* begin Text passage *

The Searcher's claim is quite clear: life is too complicated, too vast, too filled with conflicting elements for any one of us to figure out all the answers. Though we stay up all night and day, trying to think through and understand the complicated events that bring to pass the circumstances of our lives, we will never fully understand.
The Bible attaches no stigma to trying to understand life. Rather, the pursuit of knowledge is everywhere encouraged in Scripture. We must never adopt the attitude of anti-intellectualism that characterizes some segments of Christianity today. We are to reason and think about what God is doing and what life gives us. But we must always remember that no matter how much we try to think about life, mysteries will still remain. We do not have enough data, nor do we have enough ability to see life in its totality to answer all the questions. We must be content with some degree of mystery.
Though the wisest man of the ancient world wrote these words, he admits that humans cannot know all the answers. He even says that diligence in labor will not unravel life's mysteries: Despite all his efforts to search it out, man cannot discover its meaning. We will still be left knitting our brows, scratching our heads, asking the eternal Why?

* end Text passage *
* begin Data entries *

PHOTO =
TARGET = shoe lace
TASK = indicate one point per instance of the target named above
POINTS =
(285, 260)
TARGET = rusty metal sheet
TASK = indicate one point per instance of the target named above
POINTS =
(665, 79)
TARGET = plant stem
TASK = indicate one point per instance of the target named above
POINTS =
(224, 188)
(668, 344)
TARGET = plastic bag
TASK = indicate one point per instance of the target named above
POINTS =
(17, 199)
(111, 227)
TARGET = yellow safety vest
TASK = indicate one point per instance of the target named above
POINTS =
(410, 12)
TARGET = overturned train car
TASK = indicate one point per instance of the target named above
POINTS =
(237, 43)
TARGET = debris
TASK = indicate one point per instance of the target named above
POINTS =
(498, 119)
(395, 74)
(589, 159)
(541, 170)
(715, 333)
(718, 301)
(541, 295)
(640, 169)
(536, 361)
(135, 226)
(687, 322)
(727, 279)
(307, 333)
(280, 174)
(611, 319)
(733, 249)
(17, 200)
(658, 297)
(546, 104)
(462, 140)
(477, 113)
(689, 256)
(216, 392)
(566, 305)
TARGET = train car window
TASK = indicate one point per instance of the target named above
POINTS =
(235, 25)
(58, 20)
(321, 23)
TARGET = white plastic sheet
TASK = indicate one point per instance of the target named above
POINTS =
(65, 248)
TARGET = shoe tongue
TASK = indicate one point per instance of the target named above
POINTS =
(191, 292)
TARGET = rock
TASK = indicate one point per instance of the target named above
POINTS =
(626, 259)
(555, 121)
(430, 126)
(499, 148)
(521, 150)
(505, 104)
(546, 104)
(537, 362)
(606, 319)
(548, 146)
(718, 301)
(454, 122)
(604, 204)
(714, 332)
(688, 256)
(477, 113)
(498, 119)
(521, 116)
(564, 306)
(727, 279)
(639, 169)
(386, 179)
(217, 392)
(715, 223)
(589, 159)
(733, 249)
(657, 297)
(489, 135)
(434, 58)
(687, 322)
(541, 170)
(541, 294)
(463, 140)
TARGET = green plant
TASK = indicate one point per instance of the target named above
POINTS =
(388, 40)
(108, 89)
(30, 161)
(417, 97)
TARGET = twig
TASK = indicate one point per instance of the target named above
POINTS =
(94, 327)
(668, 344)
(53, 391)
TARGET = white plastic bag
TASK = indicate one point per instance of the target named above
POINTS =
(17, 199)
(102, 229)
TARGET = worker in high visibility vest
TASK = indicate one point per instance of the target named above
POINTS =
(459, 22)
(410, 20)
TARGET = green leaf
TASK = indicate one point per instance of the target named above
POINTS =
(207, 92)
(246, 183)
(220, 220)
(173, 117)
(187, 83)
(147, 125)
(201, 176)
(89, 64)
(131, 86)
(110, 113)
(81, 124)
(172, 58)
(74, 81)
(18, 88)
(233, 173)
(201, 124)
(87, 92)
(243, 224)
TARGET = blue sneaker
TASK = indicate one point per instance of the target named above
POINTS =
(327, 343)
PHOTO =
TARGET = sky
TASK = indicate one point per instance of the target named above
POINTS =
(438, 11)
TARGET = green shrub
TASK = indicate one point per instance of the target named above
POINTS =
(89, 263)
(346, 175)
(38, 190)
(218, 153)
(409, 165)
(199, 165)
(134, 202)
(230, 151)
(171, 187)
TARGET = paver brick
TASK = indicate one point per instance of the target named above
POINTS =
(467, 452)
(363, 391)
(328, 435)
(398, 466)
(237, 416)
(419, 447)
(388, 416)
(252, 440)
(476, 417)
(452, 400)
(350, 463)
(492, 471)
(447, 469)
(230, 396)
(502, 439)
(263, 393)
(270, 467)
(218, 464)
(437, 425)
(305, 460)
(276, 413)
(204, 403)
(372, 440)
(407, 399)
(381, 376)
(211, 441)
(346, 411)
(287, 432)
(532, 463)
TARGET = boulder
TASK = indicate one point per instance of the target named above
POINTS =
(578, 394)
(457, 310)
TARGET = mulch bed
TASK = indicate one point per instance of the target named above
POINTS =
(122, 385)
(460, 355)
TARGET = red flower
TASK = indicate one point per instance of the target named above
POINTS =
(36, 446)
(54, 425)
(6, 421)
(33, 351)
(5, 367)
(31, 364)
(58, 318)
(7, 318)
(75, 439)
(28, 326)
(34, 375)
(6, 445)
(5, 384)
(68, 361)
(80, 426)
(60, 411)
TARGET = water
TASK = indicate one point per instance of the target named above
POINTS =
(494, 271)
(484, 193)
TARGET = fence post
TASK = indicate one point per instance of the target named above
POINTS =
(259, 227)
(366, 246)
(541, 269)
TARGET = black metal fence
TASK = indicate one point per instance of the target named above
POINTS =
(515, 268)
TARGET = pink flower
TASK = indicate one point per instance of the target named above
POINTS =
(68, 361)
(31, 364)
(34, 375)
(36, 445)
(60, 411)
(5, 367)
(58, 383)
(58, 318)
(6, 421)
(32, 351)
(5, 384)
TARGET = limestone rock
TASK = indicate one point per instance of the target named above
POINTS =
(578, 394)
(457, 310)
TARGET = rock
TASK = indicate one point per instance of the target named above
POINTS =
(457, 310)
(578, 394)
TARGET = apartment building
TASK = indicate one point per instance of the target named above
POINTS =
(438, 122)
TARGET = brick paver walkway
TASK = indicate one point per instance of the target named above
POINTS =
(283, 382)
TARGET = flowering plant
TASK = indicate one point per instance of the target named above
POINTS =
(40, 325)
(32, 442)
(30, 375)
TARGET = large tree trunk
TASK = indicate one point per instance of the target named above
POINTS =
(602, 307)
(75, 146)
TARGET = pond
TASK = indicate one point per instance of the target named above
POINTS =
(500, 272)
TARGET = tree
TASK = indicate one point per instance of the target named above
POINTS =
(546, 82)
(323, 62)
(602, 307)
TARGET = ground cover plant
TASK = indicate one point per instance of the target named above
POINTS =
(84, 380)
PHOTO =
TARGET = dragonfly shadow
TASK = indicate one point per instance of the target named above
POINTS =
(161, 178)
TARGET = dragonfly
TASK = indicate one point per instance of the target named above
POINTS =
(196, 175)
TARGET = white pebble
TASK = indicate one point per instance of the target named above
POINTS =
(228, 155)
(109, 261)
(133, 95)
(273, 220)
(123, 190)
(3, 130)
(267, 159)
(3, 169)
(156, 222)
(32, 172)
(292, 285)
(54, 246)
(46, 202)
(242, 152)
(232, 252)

* end Data entries *

◆ Directive 1 ◆
Translate this sentence from the passage on life's mysteries into Spanish: "We must be content with some degree of mystery."
◆ Directive 2 ◆
Answer these questions from the passage on life's mysteries:
(a) According to the Searcher's claim, what is life too complicated, too vast, and too filled with conflicting elements for any one of us to do?
(b) What attitude does the passage say we must never adopt?
(c) How does the passage describe the person who wrote these words?
◆ Directive 3 ◆
Pick up the passage on life's mysteries where it ends and continue it.

◆ Exercise result 1 ◆
Debemos conformarnos con cierto grado de misterio.

◆ Exercise result 2 ◆
(a) To figure out all the answers.
(b) The attitude of anti-intellectualism.
(c) As the wisest man of the ancient world.

◆ Exercise result 3 ◆
Even when people claim to know the answers behind what happens to us, they are really only deceiving themselves. Many people are unwilling to accept the truth of Scripture until they can understand everything in it. But if you are waiting for that, you will never make it. Although this book was written almost 2,500 years ago, it is still true, even in our age of advanced knowledge, that no one can find all the answers.
When you think about your own life, about how many of the things that have happened to you have been determined by events over which you had no control—events that had to fall together in a certain pattern before they could ever come to pass—you can see how true these words are. No one can find out all the answers. Luis Palau has often remarked about the many events that had to come together for him and me ever to have met in a city in northern Argentina. We met in a rather simple way, yet that event changed both of our lives. That meeting eventually launched him into a worldwide evangelistic ministry, and thousands upon thousands have come to Christ as a result of it. How could that happen? As far as Luis was concerned, it all hung upon a simple decision to go or not to go to a meeting one evening. How can we understand that strange merging of simplicity and complexity? The Searcher argues that life is too complicated for us ever to answer all the questions.
Lord, teach me to cry out with the apostle Paul, Oh, the depth of the riches of the wisdom and knowledge of God! How unsearchable are his judgments, and his paths beyond tracing! (Romans 11:33)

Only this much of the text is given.